Your task:
Pictures do not belong in the copy; quote every entry below exactly.

Dataset records:
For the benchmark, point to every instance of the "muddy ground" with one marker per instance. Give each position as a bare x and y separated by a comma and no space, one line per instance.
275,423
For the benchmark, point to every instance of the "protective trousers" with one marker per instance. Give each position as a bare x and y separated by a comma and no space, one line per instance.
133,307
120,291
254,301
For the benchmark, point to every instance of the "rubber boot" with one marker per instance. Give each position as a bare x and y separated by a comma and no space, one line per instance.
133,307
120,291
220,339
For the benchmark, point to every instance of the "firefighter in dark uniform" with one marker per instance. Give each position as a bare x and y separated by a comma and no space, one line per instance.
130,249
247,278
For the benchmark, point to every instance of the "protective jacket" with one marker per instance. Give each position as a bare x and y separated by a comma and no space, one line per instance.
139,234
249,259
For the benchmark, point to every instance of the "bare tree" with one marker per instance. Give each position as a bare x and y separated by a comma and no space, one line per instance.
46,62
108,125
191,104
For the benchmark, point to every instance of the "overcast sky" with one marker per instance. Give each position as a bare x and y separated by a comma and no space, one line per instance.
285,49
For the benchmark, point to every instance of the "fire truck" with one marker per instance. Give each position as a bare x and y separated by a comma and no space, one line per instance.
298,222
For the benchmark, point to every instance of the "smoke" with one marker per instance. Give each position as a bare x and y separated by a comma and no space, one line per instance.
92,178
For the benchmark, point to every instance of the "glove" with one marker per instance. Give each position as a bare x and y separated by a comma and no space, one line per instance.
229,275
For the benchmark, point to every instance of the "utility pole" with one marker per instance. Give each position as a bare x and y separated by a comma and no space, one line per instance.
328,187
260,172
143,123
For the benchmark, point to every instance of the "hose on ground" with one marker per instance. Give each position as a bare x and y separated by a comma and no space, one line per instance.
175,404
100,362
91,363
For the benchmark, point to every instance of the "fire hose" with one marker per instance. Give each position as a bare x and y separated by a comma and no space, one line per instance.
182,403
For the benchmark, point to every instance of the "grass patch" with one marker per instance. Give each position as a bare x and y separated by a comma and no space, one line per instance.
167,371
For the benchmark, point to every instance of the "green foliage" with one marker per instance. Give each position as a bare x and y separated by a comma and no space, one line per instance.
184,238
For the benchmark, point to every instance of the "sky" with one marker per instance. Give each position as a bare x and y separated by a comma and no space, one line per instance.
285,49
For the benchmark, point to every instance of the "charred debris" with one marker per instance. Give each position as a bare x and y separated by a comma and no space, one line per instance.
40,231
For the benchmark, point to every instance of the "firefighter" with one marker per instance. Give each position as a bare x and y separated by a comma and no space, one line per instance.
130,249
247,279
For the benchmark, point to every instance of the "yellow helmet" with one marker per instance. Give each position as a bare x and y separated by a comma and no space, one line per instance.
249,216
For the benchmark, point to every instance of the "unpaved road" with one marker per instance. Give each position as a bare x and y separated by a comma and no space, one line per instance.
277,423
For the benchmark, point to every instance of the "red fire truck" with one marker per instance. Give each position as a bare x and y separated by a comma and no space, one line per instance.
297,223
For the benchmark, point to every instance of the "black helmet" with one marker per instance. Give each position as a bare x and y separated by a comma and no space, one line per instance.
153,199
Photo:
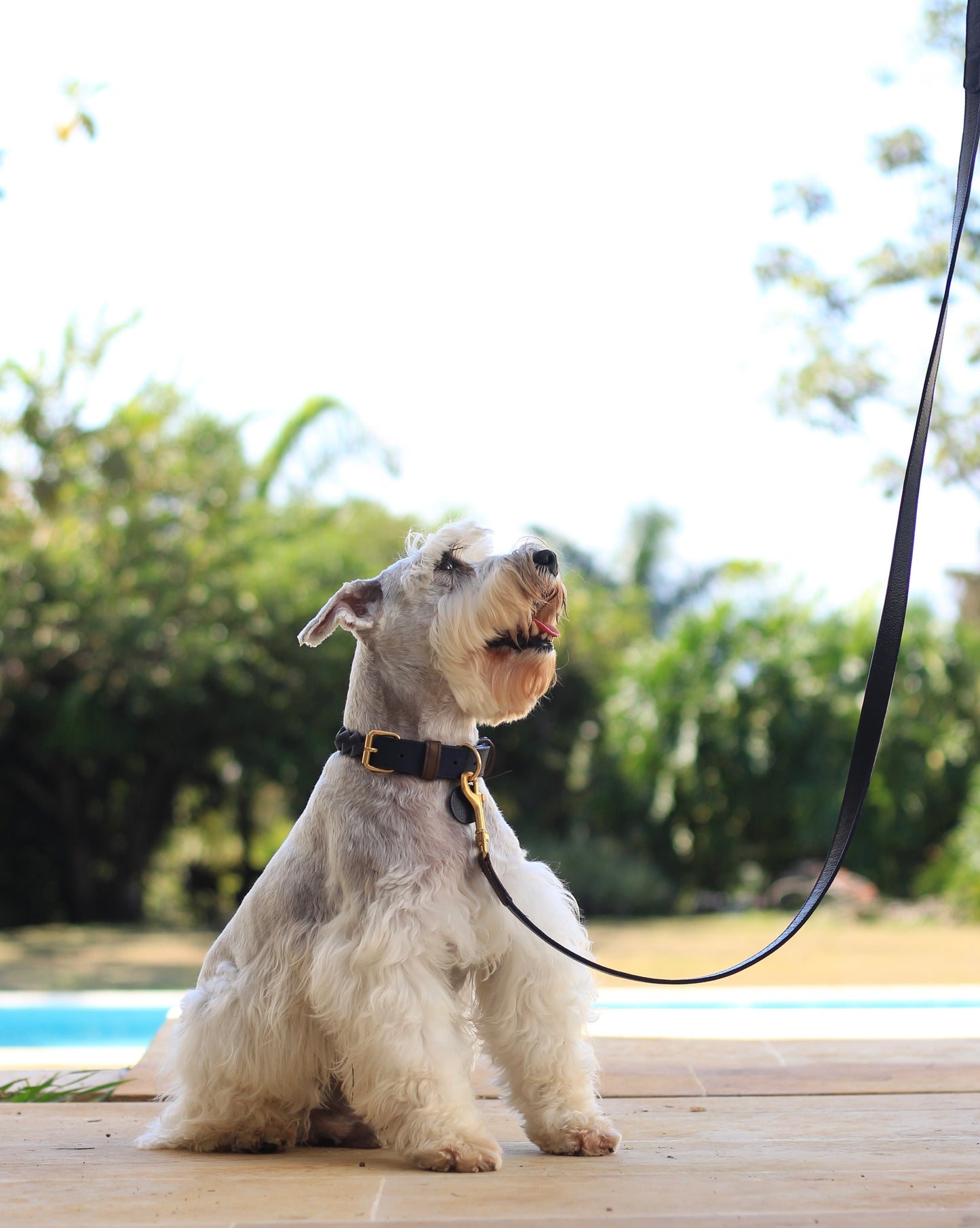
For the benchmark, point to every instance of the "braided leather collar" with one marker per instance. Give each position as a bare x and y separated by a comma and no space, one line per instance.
383,752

Final answer:
For the benchmark, point to every instance of the "muddy ground" with one marker per instance. Give each position as a bare x and y separated by a comma and no space, one line per instance.
275,423
For the benchmark, point to every instance of the "protective trousers" with one marker per instance. Give each position as a bare x and y separated by a comma and no space, one line per instance.
133,307
120,291
254,301
For the benchmark, point to every instance of the "rubber boot" with one marker per instance. Give each position as a bare x and y separated by a comma and no space, one line per instance.
133,307
120,291
220,339
For the benchmark, point to every instance of the "firefighter in dark uniform" with one marker per instance. Give each position as a bare x and y separated by a comma and no space, one line per instance.
130,249
247,278
For the benchmark, point to every instance of the "protective jacket" with one marker per instance. Give each position as a bare x and y separated by a comma and no space, one line per instance.
139,234
249,259
For the benchmark, point to every instance of the "bare tree" with one marker per instance. Give each position as a bare x and y separated by a comma and no space, one line per instance.
46,62
108,125
191,104
For the benchmark, point to every instance of the "overcast sky" with one marker per instance. Give each position as a bare x and y separated by a comma and no space, one line per instance.
285,49
For the benchmark, point to every instance of the "fire truck" with one marker per instance. Give each position as a bare x and y separated by a comma and no space, one line per instance.
298,222
For the benchmark, point to every instance of the "smoke" with one marker per instance. Give each position as a bare x and y separated by a comma and no space, one line per instance.
92,178
For the benchmark, point to every instance of the "glove" with one marker per instance. Give each position as a bare x and y separated by a comma and no space, one line per instance.
229,275
For the benchmark, point to every instance of the "utility pole" with one marker per instance. Give each position as a bare x and y separated by a comma and no space, one line per instance.
328,187
260,172
143,123
For the benchmark, point to every instance of the "hose on ground" with one marker per instance. Give each position as a bare x and y separated by a comma and no space, one line per instance.
175,404
100,362
91,363
For the benchmark, point to every instance of the "fire hose" with one marker per instance. Give each position as a bare x and y separated by a comma and no space, one line per instance.
182,403
For the benchmark, point to every instance of the "grass patch" with one marker per instance. Give each position as a bare x and y separated by a comma and no space, one line per instance.
167,371
For the benchmark, point to every instance of the "green foliage" with one marker per instance. Give each position as a bare x and y separated by a comma and no space, one line per instance.
184,238
For the benchmark, point to every instance of the "sky" with one marker per instance. Give each position as a bare x and y separated by a comma and no space, one line per instance.
285,49
For the benchmark, point to every instance of the "charred debris" with one marker per instance. Give each position as a bare x and y separated by a comma and no space, one line per instance.
40,231
For the benchmark, point to every instance of the "firefighter" with one marker per instance. Give each position as a bare x and y separated by a comma and no space, one line per instance.
130,249
247,279
For the benchmark, point to every instance of the "yellow helmet" with one marker per instance. Give each position as a bare x and y separated by a comma and no space, one line per instance.
249,216
For the benchmark, point to every instance of the "unpaved road" with one marker per instance. Give each position as a bare x and y separated by a comma and no space, one line per instance.
277,423
For the benchmark, point to every instance of the "red fire truck" with one marker per instance. Give each position as a bare x and y separated by a comma and no space, one line per instance.
297,223
For the benchmark, point to every instance of the "black helmet" with one marker per instance. Give each position as a bare x and y separated by a comma and no space, one line per instance.
153,199
Photo:
For the benchmark, point to every instance of the "braided leather collar" with one marker per instance. Give each position as a bare x and y separated by a comma and no space, one line per instance.
383,752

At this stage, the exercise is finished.